### GIVEN PASSAGE
::::

And yet, she loved him. She spent hours at his bedside when he was in the hospital dying. She brought us to visit him so he could see his grandkids one last time. She was a loyal, God-fearing daughter to the end.

She didn’t support my moving away from home when I was 18. I had one box of belongings, $65 in my pocket and a train ticket to Banff. She wanted me to stay in Saskatchewan, find a farmer, and settle down.  I foresaw a life of babies and chores and dirt in my ears. I said,  ‘no thank you’ and I left. We didn’t write or talk on the phone. I would come home a couple of times a year but those days weren’t spent catching up with mom; I went out with friends, instead. In the morning, I’d get the cold shoulder or hear her clicking her tongue against her teeth, a sound that indicated she was pissed off with something—me, in this case.

She was fond of saying, “Someday when you have kids, you’ll understand” in reply to my exasperated, “Oh my GOD, MOTHHHHERRR!”

Everything changed when I got married. I was finally “a woman”, I suppose. I had a husband, a house, a job. She could relax.

In 2005, she and Dad moved from the Okanagan to Alberta to be closer to their grandkids. She wasn’t feeling well on that day they arrived and for months tried to cure this reoccurring  “flu” with Chinese herbal concoctions until it became so severe that she finally consulted a doctor.

She began to have a hard time swallowing and lost weight. She was ravenous and we were desperate to find foods she could eat. The smoothies we brought went largely untouched.  I made for her one of her favourite soups, a creamy dill potato, using her recipe.  She wanted to eat it but she couldn’t get it past her throat. At the end of June, she was diagnosed with esophageal cancer. She died three weeks later.

Those three weeks were brutal. We took turns taking care of dad at the house and sleeping in the hospice room just feet from mom’s bed. For someone who was such a force of nature in everyone’s life, the disease took no time at all to reduce her to a frail, helpless invalid. It was tough to witness. I wanted to pull the tubes out of her and scream life back into her body. I wanted my brusque, bulldozer mother back.

::::

### QUESTIONS
**a.** Retype the memoir excerpt about the mother word for word, everything from "In 2005, she" down to "three weeks later.".
**b.** Summarize the memoir excerpt about the mother in two sentences.
**c.** Carry on the memoir about the mother from the point where it stops.

::::

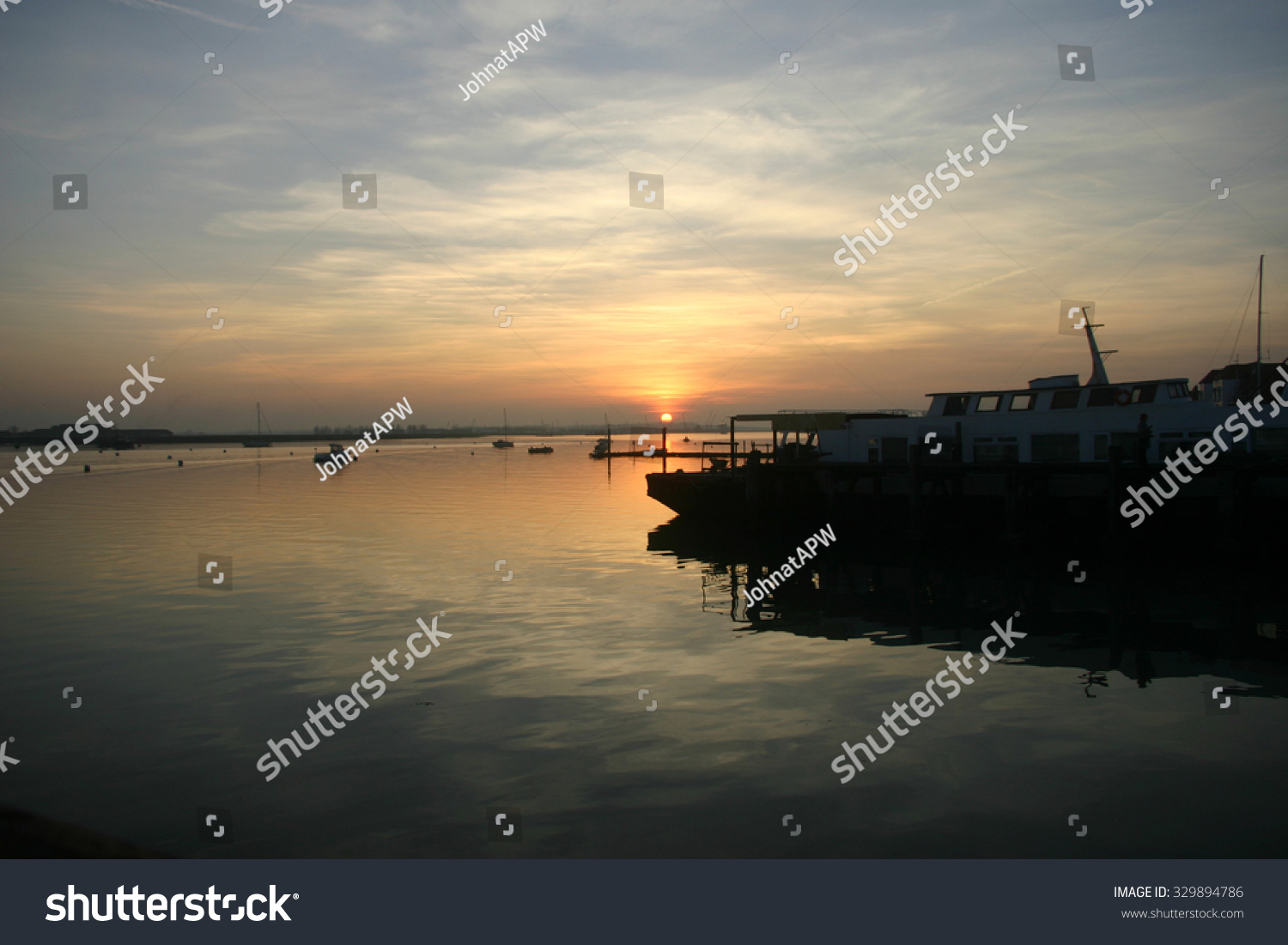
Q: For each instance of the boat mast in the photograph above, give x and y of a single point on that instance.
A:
(1261, 268)
(1097, 362)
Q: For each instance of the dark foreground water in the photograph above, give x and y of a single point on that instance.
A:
(533, 703)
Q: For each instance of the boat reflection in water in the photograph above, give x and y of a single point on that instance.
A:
(1169, 615)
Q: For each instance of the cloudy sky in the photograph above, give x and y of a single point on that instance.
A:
(224, 191)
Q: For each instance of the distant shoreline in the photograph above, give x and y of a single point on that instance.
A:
(165, 437)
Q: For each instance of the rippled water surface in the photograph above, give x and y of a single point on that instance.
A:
(533, 702)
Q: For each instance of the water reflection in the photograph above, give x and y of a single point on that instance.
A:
(1144, 615)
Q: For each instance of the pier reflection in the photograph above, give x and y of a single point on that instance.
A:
(1143, 613)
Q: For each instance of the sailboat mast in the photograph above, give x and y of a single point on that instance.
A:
(1261, 270)
(1097, 362)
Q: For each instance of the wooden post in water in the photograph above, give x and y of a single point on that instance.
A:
(914, 491)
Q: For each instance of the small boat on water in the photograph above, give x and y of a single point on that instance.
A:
(327, 456)
(504, 443)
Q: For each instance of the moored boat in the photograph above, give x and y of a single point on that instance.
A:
(504, 443)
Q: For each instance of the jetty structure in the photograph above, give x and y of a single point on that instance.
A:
(1056, 453)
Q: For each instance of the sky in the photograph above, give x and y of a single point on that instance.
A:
(224, 191)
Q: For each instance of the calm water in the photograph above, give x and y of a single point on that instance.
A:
(535, 697)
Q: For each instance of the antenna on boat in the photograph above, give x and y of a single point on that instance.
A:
(1097, 360)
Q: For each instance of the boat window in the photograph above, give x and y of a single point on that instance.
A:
(1066, 399)
(894, 448)
(1127, 440)
(1055, 447)
(1005, 450)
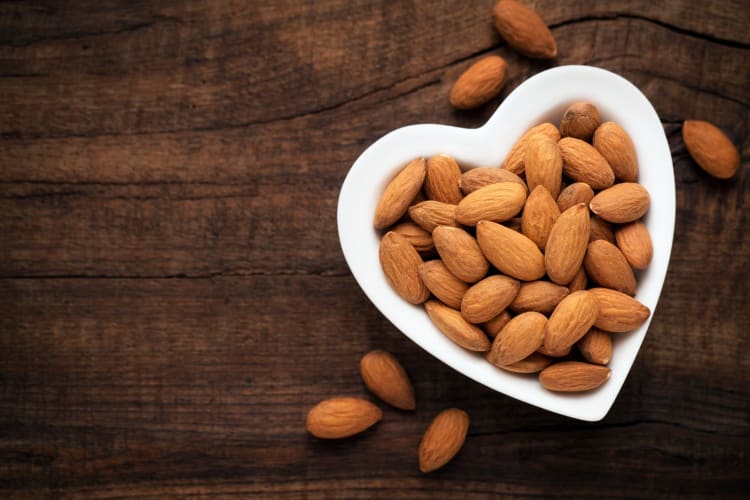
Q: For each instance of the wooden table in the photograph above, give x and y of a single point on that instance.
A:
(173, 298)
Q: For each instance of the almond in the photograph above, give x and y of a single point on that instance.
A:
(496, 202)
(488, 298)
(624, 202)
(455, 327)
(480, 83)
(567, 243)
(342, 417)
(573, 376)
(443, 285)
(441, 179)
(443, 439)
(539, 296)
(711, 148)
(511, 252)
(606, 265)
(571, 319)
(386, 378)
(539, 215)
(460, 253)
(399, 194)
(400, 263)
(524, 30)
(618, 312)
(635, 243)
(520, 338)
(615, 146)
(583, 163)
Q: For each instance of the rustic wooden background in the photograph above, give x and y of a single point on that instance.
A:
(173, 298)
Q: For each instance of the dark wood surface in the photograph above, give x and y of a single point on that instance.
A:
(173, 298)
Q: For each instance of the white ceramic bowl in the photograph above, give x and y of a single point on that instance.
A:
(542, 97)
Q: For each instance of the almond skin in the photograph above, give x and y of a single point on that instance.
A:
(386, 378)
(442, 283)
(635, 243)
(711, 148)
(479, 83)
(607, 266)
(460, 253)
(566, 245)
(583, 163)
(488, 298)
(524, 30)
(615, 146)
(496, 202)
(342, 417)
(511, 252)
(622, 203)
(618, 313)
(399, 194)
(400, 263)
(443, 439)
(441, 179)
(573, 376)
(455, 327)
(520, 338)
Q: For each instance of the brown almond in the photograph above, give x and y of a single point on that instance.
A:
(342, 417)
(460, 253)
(566, 245)
(400, 263)
(479, 83)
(455, 327)
(573, 376)
(624, 202)
(583, 163)
(711, 148)
(524, 30)
(511, 252)
(399, 194)
(496, 202)
(443, 439)
(615, 146)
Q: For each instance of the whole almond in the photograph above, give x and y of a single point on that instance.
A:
(524, 30)
(618, 312)
(539, 215)
(443, 439)
(615, 145)
(441, 179)
(635, 243)
(455, 327)
(488, 298)
(387, 379)
(583, 163)
(573, 376)
(539, 296)
(496, 202)
(479, 83)
(342, 417)
(567, 244)
(460, 253)
(607, 266)
(520, 338)
(711, 148)
(571, 319)
(400, 263)
(596, 346)
(624, 202)
(399, 194)
(511, 252)
(442, 283)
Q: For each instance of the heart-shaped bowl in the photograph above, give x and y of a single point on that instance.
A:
(541, 98)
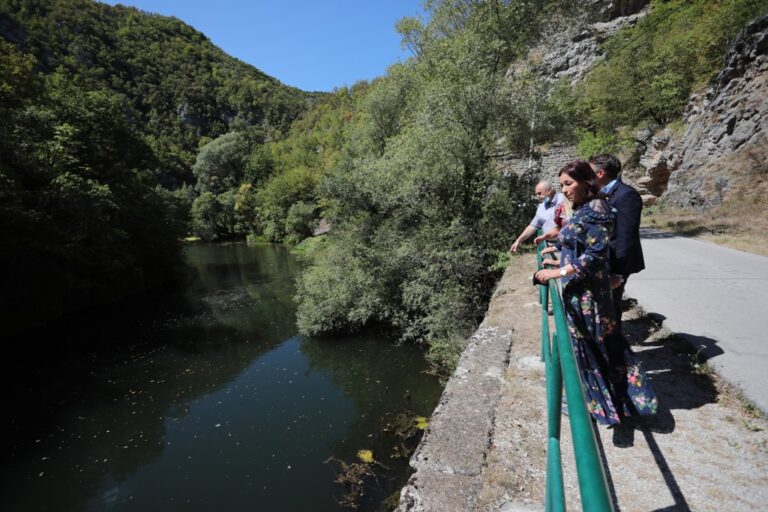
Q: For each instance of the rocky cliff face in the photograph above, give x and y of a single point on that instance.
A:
(725, 145)
(569, 50)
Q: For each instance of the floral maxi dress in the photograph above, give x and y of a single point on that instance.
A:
(614, 385)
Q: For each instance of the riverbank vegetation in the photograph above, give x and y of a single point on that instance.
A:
(123, 132)
(102, 112)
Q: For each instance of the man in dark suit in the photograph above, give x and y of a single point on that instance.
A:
(626, 253)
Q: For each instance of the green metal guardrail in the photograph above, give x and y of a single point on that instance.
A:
(560, 364)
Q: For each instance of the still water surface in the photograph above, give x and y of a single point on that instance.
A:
(218, 404)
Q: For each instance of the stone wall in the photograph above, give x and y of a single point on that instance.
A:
(545, 163)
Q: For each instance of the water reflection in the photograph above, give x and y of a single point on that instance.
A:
(228, 409)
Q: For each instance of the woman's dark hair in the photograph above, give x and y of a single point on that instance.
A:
(581, 172)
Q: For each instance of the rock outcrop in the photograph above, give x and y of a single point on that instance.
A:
(726, 141)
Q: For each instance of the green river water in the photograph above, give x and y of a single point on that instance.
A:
(206, 400)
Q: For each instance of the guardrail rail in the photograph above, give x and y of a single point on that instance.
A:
(561, 368)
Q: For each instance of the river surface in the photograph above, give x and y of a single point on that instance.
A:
(206, 400)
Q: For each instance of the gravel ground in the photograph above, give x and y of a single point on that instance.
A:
(705, 450)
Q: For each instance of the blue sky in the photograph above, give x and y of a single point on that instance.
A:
(313, 45)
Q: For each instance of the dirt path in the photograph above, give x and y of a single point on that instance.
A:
(706, 450)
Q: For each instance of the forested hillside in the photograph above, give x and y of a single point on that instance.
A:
(99, 106)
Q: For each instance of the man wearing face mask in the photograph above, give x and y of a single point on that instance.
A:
(626, 252)
(545, 213)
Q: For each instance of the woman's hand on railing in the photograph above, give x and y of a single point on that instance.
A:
(545, 275)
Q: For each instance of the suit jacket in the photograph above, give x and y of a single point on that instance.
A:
(626, 252)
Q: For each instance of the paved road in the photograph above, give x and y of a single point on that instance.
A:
(714, 296)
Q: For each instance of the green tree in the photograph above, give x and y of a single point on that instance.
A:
(220, 164)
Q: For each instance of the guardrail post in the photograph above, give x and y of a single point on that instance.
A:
(561, 368)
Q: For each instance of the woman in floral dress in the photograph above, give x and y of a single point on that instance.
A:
(614, 385)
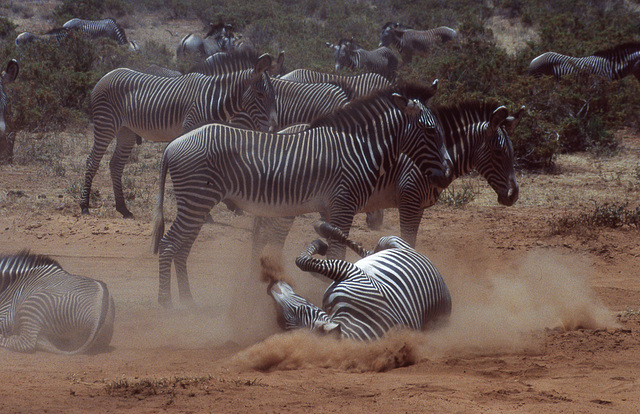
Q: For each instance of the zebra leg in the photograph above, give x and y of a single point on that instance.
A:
(374, 219)
(102, 139)
(269, 231)
(174, 247)
(295, 312)
(26, 334)
(125, 143)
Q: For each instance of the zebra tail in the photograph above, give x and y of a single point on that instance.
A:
(158, 219)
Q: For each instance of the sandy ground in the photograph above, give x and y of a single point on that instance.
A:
(541, 322)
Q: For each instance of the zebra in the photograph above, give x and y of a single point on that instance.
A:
(216, 64)
(108, 28)
(476, 135)
(126, 104)
(25, 38)
(393, 287)
(359, 85)
(409, 42)
(7, 77)
(219, 38)
(381, 60)
(42, 307)
(296, 102)
(611, 64)
(330, 167)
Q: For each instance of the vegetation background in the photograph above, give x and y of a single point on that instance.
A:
(574, 114)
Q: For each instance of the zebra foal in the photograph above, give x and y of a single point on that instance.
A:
(42, 307)
(381, 60)
(331, 167)
(392, 287)
(611, 64)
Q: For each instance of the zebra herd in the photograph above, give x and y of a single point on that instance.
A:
(278, 145)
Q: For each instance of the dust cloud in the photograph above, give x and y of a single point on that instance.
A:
(499, 306)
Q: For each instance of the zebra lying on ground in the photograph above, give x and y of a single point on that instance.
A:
(331, 167)
(611, 64)
(7, 76)
(42, 307)
(411, 42)
(381, 60)
(392, 287)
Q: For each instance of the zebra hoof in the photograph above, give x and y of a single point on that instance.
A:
(320, 247)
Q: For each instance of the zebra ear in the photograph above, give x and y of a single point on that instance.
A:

::::

### ANSWERS TO THE TASKS
**a.**
In 2005, she and Dad moved from the Okanagan to Alberta to be closer to their grandkids. She wasn’t feeling well on that day they arrived and for months tried to cure this reoccurring  “flu” with Chinese herbal concoctions until it became so severe that she finally consulted a doctor.

She began to have a hard time swallowing and lost weight. She was ravenous and we were desperate to find foods she could eat. The smoothies we brought went largely untouched.  I made for her one of her favourite soups, a creamy dill potato, using her recipe.  She wanted to eat it but she couldn’t get it past her throat. At the end of June, she was diagnosed with esophageal cancer. She died three weeks later.

**b.** The mother opposed the narrator's leaving home at 18, and the two stayed distant until the narrator married, after which she could finally relax. In 2005 she and Dad moved to Alberta to be near their grandkids, where her illness was diagnosed as esophageal cancer at the end of June, and she died three weeks later after a decline the family found brutal to witness.

**c.**
When she died, the reality of being “motherless” hit me like a Mack truck. I didn’t know how to process that I had no mother.

What a bastard cancer was to take someone with whom I’d finally connected. Someone I could laugh with and call anytime. Someone who loved me and made time for me, no matter what. Finally.

With the realization that I was mother-less, I felt like my umbilical cord to life had just been severed. I had no emotional shelter, no grounding, no foundation.

I would never pick up the phone again and say, “Hi mom, what’s new?” She would never take over my kitchen again, and she would never again utter another “ach” or click her tongue in disapproval. I’d even miss that.

I would never buy another Mother’s Day card, and as much as I’ve forever grumbled about the ridiculous prices of greeting cards, I would gladly fork over the $7.95 today to find the perfect one for her.

So, on this day, May 11th, what would’ve been her 84th birthday, I honour her memory with this note, and I’ll cry for her as I did on that July day 13 years ago when I last held her hand.

July 2, 2005: me and Mom, three weeks before she died. It was my parents’ 50th wedding anniversary.

I have two kids now, so yes, Mom, I do understand what its like to be a mother. I know what it’s like to love a child so much it defies description. I know how it feels to be terrified that they’ll make a wrong decision and that someone might hurt them.

I wish with all my heart I could go back and change some things—like being more patient, being less of an ass; listening more, and not waiting to say “I love you” until you were dying in a hospital bed.  I wish I could go back and hug you a thousand times.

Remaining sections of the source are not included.